- **SHORT TASK**
Exactly the lines from the one containing "Objective — for every instance of the parked" through the end of the data below are to be reproduced, and nothing besides them.

- **DATASET**
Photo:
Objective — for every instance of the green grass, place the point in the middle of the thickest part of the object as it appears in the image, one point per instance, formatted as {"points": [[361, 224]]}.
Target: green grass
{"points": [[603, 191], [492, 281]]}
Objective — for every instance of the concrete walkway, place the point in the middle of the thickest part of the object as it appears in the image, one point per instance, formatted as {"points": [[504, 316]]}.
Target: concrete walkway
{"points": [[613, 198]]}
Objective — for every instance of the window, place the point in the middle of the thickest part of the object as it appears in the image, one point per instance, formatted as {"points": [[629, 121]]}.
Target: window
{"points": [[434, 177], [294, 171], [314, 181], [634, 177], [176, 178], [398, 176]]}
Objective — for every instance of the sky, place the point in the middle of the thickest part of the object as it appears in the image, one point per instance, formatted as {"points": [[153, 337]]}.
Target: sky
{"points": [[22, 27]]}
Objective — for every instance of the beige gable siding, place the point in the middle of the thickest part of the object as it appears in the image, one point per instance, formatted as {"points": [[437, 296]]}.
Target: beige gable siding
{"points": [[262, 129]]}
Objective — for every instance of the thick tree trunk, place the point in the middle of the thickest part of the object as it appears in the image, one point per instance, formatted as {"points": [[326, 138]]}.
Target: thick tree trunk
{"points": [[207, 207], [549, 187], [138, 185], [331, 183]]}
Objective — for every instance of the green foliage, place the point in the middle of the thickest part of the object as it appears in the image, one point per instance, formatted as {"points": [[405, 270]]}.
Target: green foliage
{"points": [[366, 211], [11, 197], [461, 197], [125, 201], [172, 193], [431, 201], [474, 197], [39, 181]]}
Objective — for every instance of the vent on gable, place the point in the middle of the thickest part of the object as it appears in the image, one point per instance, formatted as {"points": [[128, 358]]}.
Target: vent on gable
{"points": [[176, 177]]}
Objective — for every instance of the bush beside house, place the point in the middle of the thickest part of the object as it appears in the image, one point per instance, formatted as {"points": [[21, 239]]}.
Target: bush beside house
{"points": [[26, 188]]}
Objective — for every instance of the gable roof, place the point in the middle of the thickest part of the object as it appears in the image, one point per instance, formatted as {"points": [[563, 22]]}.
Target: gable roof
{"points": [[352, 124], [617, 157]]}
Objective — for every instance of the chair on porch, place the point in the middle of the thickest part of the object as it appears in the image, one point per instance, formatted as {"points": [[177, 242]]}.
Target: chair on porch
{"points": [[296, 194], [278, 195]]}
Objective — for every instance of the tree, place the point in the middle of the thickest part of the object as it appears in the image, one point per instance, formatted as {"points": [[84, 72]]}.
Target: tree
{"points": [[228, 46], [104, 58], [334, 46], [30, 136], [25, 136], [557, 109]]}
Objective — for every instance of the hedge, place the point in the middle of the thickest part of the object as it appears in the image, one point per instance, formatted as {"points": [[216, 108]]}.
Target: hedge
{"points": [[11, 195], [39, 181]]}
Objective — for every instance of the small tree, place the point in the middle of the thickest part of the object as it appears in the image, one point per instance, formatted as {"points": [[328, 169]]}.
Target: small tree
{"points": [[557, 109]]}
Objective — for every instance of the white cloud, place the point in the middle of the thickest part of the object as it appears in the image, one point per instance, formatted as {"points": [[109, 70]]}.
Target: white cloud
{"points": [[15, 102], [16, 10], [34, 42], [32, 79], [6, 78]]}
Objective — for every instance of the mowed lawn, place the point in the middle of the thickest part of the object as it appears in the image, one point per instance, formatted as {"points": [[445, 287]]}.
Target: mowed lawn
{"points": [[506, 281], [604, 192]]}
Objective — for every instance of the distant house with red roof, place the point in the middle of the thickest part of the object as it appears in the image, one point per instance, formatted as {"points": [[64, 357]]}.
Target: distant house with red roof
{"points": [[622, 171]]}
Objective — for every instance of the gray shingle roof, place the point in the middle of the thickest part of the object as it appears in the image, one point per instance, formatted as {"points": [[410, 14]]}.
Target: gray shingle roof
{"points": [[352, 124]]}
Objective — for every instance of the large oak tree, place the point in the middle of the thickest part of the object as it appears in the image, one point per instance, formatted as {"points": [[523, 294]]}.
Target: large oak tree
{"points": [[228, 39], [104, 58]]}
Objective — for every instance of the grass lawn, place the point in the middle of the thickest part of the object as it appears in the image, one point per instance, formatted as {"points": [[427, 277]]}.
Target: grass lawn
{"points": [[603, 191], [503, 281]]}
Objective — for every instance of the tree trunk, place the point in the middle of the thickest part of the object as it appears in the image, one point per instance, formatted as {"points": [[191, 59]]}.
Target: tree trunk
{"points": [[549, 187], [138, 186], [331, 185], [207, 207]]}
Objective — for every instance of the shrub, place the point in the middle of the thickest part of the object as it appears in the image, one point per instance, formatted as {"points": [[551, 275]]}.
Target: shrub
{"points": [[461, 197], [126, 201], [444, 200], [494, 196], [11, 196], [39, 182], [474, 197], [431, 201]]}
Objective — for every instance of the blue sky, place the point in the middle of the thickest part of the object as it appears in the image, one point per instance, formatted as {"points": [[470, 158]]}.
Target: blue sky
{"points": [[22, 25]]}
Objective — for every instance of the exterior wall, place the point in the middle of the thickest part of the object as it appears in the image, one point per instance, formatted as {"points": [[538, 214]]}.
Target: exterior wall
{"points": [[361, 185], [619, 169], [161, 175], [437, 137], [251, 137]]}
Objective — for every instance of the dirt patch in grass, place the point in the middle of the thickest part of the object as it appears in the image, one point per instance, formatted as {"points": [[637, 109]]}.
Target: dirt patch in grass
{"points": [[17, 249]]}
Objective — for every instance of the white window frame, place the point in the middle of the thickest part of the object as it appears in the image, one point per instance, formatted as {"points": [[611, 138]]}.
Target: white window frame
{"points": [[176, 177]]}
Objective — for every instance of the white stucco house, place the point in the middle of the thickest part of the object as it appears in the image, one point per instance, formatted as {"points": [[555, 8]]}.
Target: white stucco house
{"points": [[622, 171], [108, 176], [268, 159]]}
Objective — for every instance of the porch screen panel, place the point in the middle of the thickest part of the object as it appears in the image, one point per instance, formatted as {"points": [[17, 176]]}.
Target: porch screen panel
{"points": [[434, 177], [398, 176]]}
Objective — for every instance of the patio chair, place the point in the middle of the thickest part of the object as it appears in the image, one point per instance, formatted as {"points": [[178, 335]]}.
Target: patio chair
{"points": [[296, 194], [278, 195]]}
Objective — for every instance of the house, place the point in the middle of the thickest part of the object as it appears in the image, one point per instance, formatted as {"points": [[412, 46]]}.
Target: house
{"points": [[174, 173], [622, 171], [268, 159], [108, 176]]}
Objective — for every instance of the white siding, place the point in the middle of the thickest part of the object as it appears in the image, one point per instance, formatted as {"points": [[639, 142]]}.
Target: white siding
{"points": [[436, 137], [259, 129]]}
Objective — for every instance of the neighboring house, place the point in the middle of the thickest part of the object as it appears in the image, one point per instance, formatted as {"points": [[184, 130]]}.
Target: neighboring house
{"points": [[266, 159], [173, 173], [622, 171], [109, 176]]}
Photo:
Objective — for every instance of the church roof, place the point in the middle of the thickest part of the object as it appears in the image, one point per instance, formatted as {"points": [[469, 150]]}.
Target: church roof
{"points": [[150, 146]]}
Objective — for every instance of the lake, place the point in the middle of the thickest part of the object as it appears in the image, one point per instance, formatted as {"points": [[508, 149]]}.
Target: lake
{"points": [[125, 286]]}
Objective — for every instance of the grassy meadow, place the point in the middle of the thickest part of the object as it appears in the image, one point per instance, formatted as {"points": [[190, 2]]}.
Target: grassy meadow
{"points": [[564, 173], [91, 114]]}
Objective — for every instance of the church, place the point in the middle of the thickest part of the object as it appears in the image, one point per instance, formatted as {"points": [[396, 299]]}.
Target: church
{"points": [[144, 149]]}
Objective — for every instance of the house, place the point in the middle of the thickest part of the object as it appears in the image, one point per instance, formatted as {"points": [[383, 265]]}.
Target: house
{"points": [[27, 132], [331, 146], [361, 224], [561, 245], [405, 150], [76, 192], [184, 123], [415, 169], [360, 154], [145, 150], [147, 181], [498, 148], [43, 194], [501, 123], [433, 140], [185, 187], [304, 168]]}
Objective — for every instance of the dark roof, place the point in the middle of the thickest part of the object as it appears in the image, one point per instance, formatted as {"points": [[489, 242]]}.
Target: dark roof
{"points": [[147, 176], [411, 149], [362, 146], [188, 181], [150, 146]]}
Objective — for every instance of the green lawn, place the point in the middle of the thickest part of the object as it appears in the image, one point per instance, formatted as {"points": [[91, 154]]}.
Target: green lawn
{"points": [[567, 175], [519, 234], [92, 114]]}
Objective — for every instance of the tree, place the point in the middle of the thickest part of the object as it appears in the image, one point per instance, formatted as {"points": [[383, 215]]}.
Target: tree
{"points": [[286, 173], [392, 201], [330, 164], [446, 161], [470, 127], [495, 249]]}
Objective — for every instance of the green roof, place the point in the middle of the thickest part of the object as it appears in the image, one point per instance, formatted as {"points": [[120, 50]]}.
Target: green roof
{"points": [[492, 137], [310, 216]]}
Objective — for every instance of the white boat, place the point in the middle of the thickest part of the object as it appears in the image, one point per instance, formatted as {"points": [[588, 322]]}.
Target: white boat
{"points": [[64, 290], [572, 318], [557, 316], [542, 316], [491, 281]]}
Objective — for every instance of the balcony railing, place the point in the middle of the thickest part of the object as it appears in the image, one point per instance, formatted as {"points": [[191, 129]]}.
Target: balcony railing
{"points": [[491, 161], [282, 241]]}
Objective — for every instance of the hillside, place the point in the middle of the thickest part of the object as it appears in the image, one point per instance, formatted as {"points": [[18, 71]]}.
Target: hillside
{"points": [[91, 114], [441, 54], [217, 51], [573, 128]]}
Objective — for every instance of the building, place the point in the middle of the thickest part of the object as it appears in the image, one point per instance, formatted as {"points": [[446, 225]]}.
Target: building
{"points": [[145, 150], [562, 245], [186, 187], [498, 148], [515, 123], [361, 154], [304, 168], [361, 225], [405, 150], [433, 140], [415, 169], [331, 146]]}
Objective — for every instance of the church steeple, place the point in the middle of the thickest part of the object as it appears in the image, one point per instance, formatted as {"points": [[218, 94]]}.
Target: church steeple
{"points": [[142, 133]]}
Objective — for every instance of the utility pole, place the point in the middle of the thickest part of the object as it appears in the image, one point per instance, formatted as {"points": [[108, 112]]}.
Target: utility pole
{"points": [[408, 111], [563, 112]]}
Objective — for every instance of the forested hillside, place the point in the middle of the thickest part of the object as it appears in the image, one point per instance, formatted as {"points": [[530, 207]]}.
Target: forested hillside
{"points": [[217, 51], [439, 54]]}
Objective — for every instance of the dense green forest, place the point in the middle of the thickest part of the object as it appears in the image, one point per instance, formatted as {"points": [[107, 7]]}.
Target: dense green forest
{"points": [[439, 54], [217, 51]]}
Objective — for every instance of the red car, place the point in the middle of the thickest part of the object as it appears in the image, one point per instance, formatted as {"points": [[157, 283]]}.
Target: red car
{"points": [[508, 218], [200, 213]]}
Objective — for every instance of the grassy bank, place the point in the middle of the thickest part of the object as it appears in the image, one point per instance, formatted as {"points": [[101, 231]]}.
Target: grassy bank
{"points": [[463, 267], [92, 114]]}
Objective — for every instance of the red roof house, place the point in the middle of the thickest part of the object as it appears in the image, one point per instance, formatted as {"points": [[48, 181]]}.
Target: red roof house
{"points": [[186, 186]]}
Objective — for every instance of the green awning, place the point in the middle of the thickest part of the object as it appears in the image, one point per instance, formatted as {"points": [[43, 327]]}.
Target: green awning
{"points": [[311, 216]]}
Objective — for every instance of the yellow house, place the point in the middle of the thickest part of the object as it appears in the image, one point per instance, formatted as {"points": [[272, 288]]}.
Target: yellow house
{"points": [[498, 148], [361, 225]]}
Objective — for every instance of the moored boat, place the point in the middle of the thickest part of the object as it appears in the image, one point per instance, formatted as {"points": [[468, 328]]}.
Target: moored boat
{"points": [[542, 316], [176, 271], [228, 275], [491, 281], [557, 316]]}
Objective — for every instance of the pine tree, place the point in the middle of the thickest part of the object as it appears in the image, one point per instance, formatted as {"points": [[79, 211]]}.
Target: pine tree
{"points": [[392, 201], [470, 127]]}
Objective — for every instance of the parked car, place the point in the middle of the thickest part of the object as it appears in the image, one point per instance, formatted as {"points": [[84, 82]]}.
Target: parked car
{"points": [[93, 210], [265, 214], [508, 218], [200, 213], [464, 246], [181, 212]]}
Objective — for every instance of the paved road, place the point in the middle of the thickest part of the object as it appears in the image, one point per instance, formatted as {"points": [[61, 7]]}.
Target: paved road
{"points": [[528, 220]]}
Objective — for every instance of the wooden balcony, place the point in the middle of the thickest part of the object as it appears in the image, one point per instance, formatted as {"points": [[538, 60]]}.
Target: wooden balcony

- **WRITTEN SOLUTION**
Objective — for every instance of the parked car, place the point in the middle of the thickest part of the object as it appears in the image, one point per instance, formatted as {"points": [[84, 82]]}.
Target: parked car
{"points": [[93, 210], [265, 214], [508, 218], [200, 213], [464, 246], [181, 212]]}
Objective — for every instance of the paved road, place the point in the middle of the thickest part of the object as it appears in the image, one point per instance, formatted as {"points": [[61, 7]]}.
Target: paved road
{"points": [[528, 220]]}
Objective — for every instance of the wooden balcony, place the point in the middle of the thickest part of the object as it appears in the image, one point per instance, formatted as {"points": [[538, 60]]}.
Target: wooden balcony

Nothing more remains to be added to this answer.